__GIVEN TASK__: Pull out each of the rows below and write them again word for word, with no changes.

__GIVEN INFORMATION__:
◇ ◇ ◇ ◇ ◇

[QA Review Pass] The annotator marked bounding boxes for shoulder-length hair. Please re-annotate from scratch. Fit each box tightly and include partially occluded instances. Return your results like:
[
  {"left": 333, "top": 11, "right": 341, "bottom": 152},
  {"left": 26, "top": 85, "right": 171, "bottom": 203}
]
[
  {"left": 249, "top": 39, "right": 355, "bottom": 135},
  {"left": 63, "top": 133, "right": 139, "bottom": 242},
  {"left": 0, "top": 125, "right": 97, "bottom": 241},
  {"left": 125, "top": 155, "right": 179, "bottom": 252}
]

◇ ◇ ◇ ◇ ◇

__RESULT__:
[QA Review Pass] The annotator marked bounding boxes for shoulder-length hair. Please re-annotate from scratch. Fit each box tightly and include partially occluded instances. Return your results like:
[
  {"left": 333, "top": 11, "right": 341, "bottom": 152},
  {"left": 26, "top": 85, "right": 171, "bottom": 203}
]
[
  {"left": 249, "top": 39, "right": 355, "bottom": 135},
  {"left": 63, "top": 133, "right": 139, "bottom": 242},
  {"left": 0, "top": 125, "right": 97, "bottom": 241},
  {"left": 125, "top": 155, "right": 179, "bottom": 252}
]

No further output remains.